» Work instructions: Copy the data below, changing every "positive clicks" to "foreground points" and leaving everything else the same.

── Provided data ──

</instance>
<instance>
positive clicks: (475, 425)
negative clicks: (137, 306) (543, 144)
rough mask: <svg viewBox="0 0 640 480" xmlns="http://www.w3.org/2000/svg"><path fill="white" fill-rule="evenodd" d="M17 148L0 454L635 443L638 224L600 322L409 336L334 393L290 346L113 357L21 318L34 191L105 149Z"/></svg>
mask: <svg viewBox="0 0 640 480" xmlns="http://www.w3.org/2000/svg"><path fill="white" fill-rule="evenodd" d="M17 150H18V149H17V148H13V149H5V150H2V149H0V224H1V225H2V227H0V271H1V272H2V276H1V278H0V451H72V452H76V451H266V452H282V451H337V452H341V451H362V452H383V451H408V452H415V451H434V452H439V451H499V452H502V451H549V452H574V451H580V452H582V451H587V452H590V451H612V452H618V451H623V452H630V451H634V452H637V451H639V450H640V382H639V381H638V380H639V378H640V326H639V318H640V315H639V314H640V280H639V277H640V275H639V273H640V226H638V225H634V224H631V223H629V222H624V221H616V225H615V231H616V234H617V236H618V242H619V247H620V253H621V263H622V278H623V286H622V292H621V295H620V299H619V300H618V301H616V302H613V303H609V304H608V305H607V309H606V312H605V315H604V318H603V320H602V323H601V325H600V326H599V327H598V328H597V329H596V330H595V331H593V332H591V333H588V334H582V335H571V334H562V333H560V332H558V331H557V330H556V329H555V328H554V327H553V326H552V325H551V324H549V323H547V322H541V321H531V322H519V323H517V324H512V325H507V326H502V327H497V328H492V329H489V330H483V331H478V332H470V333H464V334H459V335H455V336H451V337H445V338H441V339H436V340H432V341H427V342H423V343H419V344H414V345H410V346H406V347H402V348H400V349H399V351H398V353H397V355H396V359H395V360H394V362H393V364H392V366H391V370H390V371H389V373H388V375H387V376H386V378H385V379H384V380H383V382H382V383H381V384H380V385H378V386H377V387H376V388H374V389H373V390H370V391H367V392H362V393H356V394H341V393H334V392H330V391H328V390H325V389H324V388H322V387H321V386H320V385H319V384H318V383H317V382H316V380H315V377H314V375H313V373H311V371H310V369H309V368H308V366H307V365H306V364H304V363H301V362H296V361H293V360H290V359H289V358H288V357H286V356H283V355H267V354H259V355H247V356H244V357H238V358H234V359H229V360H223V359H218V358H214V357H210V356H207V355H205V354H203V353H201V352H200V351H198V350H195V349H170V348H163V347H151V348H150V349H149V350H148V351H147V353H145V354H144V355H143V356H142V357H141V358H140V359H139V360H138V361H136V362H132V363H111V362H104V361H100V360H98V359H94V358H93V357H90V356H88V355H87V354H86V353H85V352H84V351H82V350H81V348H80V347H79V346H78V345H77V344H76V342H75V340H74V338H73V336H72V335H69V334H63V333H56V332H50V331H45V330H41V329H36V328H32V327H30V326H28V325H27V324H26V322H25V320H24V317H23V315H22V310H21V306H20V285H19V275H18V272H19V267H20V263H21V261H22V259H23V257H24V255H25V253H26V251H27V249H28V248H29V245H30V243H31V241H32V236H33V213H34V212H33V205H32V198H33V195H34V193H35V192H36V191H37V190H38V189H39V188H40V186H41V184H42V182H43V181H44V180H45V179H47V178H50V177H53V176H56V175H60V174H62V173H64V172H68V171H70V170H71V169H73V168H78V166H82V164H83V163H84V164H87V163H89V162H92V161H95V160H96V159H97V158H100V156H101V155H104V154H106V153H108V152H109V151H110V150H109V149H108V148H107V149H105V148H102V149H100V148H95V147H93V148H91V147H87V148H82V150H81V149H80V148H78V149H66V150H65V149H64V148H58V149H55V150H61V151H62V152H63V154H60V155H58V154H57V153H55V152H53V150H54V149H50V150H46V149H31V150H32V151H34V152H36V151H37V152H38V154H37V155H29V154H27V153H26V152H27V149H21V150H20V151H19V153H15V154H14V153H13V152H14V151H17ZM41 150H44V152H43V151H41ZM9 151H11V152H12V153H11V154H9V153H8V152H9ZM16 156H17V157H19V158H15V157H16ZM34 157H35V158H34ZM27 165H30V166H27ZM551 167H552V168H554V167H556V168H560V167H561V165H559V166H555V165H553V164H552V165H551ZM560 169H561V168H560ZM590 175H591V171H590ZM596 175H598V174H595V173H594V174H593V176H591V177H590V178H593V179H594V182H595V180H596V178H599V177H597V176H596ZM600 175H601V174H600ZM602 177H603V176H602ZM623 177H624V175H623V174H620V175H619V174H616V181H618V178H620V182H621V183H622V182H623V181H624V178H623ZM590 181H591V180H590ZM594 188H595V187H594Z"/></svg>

───

» Answer section:
</instance>
<instance>
foreground points: (475, 425)
negative clicks: (137, 306) (543, 144)
rough mask: <svg viewBox="0 0 640 480" xmlns="http://www.w3.org/2000/svg"><path fill="white" fill-rule="evenodd" d="M17 148L0 454L635 443L638 224L600 322L409 336L334 393L290 346L113 357L21 318L34 191L105 149Z"/></svg>
mask: <svg viewBox="0 0 640 480" xmlns="http://www.w3.org/2000/svg"><path fill="white" fill-rule="evenodd" d="M17 150H18V149H17V148H13V149H5V150H2V149H0V224H1V225H2V227H0V271H1V272H2V276H1V278H0V451H72V452H76V451H266V452H282V451H337V452H341V451H362V452H383V451H408V452H415V451H434V452H439V451H499V452H502V451H549V452H574V451H580V452H582V451H587V452H590V451H612V452H618V451H623V452H630V451H634V452H637V451H639V450H640V382H639V381H638V380H639V378H640V326H639V318H640V315H639V314H640V280H639V277H640V275H639V273H640V226H638V225H634V224H631V223H629V222H624V221H616V225H615V231H616V234H617V236H618V242H619V247H620V253H621V263H622V278H623V286H622V292H621V295H620V299H619V300H618V301H616V302H613V303H609V304H608V305H607V309H606V312H605V315H604V318H603V320H602V323H601V325H600V326H599V327H598V328H597V329H596V330H595V331H593V332H591V333H588V334H582V335H571V334H562V333H560V332H558V331H557V330H556V329H555V328H554V327H553V326H552V325H551V324H549V323H547V322H541V321H531V322H519V323H517V324H512V325H507V326H502V327H497V328H492V329H489V330H483V331H478V332H470V333H464V334H459V335H455V336H451V337H445V338H441V339H436V340H432V341H427V342H423V343H419V344H414V345H410V346H406V347H402V348H400V349H399V351H398V353H397V355H396V359H395V360H394V362H393V364H392V366H391V370H390V371H389V373H388V375H387V376H386V378H385V379H384V380H383V382H382V383H381V384H380V385H378V386H377V387H376V388H374V389H373V390H370V391H367V392H362V393H356V394H341V393H334V392H330V391H328V390H325V389H324V388H322V387H321V386H320V385H319V384H318V383H317V382H316V380H315V377H314V375H313V373H311V371H310V369H309V368H308V366H307V365H306V364H304V363H301V362H296V361H293V360H290V359H289V358H288V357H286V356H283V355H267V354H259V355H247V356H244V357H238V358H234V359H229V360H223V359H218V358H214V357H210V356H207V355H205V354H203V353H201V352H200V351H198V350H195V349H170V348H163V347H151V348H150V349H149V350H148V351H147V353H145V354H144V355H143V356H142V357H141V358H140V359H139V360H138V361H136V362H132V363H111V362H104V361H100V360H98V359H94V358H93V357H90V356H88V355H87V354H86V353H85V352H84V351H82V350H81V348H80V347H79V346H78V345H77V344H76V342H75V340H74V338H73V336H72V335H69V334H63V333H56V332H50V331H45V330H41V329H36V328H32V327H30V326H28V325H27V324H26V322H25V320H24V317H23V315H22V310H21V306H20V285H19V275H18V272H19V267H20V263H21V261H22V259H23V257H24V255H25V253H26V251H27V249H28V248H29V245H30V243H31V241H32V236H33V213H34V212H33V205H32V198H33V195H34V193H35V192H36V191H37V190H38V189H39V188H40V186H41V184H42V182H43V181H44V180H45V179H47V178H50V177H53V176H56V175H60V174H62V173H64V172H68V171H70V170H71V169H73V168H78V166H82V164H83V163H84V164H87V163H89V162H92V161H95V160H96V159H97V158H100V156H101V155H104V154H106V153H108V152H109V151H110V150H109V149H108V148H107V149H105V148H102V149H100V148H95V147H93V148H91V147H87V148H82V150H81V149H80V148H78V149H66V150H65V149H64V148H58V149H55V150H61V151H62V152H63V154H60V155H58V154H57V153H55V152H53V150H54V149H50V150H46V149H31V150H32V151H34V152H36V151H37V152H38V154H37V155H29V154H27V153H26V152H27V149H21V150H20V151H19V153H15V154H14V153H13V152H14V151H17ZM41 150H44V152H43V151H41ZM9 151H11V152H12V153H11V154H9V153H8V152H9ZM16 156H17V157H19V158H15V157H16ZM34 157H35V158H34ZM27 165H30V166H27ZM551 167H552V168H554V167H556V168H560V167H561V165H559V166H555V165H553V164H552V165H551ZM560 169H561V168H560ZM590 175H591V171H590ZM596 175H598V174H595V173H594V174H593V176H591V177H590V178H593V179H594V182H595V180H596V178H599V177H597V176H596ZM600 175H601V174H600ZM602 177H603V176H602ZM623 177H624V175H623V174H620V175H619V174H616V181H618V178H620V182H621V183H622V182H623V181H624V178H623ZM590 181H591V180H590ZM594 188H595V187H594Z"/></svg>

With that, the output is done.